Data –
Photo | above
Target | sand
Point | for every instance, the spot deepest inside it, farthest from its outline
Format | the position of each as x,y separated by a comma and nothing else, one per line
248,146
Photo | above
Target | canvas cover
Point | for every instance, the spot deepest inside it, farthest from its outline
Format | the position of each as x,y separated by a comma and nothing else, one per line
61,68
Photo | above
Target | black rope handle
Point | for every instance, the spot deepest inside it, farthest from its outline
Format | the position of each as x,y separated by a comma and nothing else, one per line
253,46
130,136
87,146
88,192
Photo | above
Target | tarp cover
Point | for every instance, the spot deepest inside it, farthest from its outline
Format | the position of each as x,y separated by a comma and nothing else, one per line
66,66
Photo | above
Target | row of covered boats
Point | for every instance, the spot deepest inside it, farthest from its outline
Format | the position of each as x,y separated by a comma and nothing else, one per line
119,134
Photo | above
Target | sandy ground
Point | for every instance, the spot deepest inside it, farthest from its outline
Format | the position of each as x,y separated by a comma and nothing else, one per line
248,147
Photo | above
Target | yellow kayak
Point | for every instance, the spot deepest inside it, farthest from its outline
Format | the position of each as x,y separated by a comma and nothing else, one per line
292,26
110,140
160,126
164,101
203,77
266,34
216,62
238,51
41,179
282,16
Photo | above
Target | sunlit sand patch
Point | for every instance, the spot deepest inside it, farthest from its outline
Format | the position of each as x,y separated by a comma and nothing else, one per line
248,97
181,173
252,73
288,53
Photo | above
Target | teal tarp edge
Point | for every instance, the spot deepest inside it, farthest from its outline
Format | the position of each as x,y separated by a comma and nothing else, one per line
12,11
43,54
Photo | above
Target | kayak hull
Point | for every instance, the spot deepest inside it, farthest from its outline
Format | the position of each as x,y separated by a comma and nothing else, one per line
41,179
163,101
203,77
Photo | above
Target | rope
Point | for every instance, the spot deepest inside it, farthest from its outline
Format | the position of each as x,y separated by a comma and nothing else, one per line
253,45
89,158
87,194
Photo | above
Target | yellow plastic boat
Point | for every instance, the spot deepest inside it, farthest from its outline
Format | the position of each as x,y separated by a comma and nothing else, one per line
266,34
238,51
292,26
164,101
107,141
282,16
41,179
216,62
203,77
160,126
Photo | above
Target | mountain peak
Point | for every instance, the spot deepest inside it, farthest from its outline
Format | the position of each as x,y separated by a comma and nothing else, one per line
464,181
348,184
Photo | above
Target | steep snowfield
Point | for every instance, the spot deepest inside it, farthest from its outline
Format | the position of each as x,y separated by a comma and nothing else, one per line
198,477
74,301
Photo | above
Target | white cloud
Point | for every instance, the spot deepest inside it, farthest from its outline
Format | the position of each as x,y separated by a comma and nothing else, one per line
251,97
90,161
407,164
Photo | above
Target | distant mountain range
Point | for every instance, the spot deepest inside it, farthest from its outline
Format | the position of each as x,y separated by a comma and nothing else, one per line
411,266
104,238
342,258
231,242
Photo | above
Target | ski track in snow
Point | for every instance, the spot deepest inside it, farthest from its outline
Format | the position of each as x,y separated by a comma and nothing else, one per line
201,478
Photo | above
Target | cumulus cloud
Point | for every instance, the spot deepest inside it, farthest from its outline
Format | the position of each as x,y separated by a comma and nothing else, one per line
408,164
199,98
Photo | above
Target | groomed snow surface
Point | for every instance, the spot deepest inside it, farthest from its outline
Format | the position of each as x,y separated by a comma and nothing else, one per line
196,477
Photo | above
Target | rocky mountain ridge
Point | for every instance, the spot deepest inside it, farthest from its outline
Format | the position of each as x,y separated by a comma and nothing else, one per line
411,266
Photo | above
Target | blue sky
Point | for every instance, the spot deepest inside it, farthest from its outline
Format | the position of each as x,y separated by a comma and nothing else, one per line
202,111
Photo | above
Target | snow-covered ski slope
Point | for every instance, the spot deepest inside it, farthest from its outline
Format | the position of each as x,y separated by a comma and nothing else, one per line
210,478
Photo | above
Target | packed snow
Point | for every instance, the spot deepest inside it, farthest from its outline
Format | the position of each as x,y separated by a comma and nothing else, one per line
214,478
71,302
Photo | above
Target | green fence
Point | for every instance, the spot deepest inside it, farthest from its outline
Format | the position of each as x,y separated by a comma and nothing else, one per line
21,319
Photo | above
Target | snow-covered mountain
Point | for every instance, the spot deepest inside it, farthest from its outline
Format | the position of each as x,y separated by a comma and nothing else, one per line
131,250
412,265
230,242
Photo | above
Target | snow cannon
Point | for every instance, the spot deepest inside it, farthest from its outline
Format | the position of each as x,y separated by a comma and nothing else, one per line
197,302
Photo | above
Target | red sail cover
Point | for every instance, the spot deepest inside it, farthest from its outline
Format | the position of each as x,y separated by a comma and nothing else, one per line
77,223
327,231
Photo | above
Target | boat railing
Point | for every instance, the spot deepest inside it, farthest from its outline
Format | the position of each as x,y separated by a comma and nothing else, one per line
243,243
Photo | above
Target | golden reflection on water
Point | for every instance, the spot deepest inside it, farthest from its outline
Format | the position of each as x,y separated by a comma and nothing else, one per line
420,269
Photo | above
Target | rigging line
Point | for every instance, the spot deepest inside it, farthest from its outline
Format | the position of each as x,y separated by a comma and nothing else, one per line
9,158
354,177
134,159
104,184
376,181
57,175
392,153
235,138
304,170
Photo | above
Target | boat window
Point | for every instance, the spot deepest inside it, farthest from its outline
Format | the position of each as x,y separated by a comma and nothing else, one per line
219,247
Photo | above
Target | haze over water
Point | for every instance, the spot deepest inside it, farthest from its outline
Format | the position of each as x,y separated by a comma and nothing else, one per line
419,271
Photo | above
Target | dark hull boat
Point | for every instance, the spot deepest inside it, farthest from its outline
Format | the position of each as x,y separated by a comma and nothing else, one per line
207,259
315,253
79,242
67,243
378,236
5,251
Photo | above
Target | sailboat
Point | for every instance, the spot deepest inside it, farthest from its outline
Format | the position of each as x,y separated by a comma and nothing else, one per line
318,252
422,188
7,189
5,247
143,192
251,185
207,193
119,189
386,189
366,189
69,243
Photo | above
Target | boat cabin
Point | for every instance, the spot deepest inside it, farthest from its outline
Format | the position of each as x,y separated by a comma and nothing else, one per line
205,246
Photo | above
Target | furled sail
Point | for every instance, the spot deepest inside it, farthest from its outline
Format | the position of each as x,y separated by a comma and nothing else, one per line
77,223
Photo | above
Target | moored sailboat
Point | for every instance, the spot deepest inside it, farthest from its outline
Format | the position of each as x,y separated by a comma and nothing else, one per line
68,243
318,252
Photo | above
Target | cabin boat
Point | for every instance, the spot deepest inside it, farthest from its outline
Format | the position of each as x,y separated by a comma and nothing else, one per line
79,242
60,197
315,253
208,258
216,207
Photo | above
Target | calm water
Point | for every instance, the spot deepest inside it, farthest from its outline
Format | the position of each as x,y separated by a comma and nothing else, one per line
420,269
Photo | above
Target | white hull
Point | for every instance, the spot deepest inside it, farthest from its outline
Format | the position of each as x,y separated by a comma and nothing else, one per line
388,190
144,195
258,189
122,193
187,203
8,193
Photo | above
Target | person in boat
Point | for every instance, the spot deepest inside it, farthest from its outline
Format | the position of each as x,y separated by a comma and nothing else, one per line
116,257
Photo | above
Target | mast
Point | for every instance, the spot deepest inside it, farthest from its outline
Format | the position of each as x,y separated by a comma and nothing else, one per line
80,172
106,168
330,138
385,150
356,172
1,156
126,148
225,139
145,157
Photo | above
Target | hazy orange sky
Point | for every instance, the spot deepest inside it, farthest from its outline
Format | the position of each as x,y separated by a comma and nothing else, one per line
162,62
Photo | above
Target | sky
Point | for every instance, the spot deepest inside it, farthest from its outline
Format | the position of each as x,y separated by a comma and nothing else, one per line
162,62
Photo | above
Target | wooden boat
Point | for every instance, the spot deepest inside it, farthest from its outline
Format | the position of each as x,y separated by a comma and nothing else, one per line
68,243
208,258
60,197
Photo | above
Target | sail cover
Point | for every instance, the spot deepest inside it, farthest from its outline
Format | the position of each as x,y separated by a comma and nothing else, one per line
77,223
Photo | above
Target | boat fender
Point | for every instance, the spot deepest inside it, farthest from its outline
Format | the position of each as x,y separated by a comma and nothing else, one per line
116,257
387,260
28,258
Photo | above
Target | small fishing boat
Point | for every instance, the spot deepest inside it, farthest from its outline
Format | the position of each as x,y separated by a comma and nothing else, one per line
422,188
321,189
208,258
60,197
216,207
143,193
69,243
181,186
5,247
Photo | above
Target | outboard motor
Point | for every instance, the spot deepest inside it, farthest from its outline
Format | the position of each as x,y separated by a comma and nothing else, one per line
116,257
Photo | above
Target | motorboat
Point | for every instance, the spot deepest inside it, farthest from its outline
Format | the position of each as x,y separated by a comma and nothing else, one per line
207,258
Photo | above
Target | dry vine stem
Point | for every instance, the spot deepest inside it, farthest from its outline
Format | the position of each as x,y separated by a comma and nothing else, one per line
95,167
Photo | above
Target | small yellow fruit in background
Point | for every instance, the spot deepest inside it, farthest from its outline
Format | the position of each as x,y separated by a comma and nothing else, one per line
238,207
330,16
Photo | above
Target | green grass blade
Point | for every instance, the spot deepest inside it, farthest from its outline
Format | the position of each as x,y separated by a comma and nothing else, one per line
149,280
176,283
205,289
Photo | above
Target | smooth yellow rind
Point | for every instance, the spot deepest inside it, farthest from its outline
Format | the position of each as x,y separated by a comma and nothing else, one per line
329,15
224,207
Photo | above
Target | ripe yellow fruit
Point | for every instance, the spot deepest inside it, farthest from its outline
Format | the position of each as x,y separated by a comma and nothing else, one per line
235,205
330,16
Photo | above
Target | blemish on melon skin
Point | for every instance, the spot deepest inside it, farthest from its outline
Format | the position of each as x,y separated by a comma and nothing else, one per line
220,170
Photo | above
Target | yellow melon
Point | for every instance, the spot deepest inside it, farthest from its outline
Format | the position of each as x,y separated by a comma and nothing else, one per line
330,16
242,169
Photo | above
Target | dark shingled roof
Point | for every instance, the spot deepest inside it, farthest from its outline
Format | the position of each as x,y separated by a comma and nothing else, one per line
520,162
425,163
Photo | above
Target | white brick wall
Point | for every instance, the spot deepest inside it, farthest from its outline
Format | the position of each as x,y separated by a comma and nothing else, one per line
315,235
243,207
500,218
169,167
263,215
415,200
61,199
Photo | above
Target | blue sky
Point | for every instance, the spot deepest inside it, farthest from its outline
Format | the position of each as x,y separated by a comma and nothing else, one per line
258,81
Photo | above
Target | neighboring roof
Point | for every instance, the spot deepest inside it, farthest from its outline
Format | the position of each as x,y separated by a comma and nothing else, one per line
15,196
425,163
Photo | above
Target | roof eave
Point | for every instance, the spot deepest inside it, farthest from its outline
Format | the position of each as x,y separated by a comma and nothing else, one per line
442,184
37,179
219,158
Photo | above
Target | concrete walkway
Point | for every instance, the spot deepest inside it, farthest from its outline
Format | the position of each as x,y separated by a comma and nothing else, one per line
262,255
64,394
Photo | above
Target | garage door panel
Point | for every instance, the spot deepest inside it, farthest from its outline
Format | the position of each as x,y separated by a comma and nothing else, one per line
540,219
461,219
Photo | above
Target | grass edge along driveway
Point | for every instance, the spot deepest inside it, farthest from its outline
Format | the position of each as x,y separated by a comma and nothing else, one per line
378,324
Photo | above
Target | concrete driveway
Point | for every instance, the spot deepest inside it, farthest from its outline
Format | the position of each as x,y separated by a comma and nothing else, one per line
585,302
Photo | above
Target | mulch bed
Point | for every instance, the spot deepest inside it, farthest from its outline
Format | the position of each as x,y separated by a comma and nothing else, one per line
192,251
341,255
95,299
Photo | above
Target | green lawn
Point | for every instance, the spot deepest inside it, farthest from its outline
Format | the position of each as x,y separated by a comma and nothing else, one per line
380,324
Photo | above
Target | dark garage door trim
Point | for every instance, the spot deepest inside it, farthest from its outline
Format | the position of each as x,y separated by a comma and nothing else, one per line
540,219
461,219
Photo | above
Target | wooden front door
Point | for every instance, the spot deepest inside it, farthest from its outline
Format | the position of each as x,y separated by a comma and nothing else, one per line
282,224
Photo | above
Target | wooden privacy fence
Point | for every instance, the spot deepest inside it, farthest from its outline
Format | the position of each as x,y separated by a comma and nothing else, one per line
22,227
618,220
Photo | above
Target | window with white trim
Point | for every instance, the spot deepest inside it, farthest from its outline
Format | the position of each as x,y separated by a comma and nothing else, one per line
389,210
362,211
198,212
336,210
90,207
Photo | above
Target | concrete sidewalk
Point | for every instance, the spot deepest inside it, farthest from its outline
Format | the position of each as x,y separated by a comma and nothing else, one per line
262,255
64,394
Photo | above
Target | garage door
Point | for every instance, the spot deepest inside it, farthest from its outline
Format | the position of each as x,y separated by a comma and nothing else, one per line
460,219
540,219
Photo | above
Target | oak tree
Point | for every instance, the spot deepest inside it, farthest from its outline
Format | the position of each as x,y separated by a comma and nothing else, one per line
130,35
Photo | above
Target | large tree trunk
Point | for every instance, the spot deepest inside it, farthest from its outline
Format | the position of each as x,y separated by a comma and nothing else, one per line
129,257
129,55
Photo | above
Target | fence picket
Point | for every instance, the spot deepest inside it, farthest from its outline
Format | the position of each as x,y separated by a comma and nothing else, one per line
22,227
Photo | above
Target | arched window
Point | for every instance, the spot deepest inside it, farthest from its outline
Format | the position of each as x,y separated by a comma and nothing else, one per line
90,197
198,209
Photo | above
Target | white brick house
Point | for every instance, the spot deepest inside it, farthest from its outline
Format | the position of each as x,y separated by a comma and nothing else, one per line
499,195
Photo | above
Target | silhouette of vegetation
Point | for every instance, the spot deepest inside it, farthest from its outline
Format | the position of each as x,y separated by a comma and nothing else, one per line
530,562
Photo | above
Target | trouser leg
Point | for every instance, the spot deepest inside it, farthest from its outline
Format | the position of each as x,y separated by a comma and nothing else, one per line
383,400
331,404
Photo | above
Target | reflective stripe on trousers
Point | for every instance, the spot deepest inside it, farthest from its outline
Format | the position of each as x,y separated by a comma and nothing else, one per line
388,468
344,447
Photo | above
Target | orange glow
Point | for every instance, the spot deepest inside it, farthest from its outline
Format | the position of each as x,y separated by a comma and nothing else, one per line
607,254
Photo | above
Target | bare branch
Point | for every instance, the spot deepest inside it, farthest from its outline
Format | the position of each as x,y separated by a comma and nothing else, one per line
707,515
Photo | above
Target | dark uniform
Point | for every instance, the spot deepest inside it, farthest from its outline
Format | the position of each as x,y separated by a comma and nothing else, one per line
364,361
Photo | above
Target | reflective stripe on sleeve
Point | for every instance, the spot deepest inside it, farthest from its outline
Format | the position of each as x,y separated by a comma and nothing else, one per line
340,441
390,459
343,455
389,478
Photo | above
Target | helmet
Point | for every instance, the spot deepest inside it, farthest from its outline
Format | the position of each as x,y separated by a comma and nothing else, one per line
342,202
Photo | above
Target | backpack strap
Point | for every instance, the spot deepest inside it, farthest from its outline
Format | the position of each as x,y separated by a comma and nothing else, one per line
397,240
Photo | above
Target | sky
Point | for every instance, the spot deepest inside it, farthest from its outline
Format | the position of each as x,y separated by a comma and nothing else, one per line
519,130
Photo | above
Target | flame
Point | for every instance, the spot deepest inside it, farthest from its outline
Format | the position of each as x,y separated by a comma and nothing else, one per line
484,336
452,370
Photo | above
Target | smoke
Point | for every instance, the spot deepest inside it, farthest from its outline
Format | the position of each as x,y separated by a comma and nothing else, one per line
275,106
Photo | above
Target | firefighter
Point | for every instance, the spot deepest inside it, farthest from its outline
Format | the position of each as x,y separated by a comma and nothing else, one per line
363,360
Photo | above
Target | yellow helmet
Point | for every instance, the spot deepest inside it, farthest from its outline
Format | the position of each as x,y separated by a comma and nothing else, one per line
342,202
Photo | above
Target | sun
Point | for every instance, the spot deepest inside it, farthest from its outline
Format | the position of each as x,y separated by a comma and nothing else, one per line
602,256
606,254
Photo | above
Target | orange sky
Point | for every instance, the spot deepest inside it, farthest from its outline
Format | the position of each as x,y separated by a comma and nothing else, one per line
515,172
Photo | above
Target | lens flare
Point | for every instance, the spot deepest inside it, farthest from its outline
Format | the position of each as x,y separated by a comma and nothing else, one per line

How to complete this task –
Each line in the data that holds the string "fruit" should be found and copied.

Output of the task –
Target | small yellow fruit in background
Target | ripe yellow fruit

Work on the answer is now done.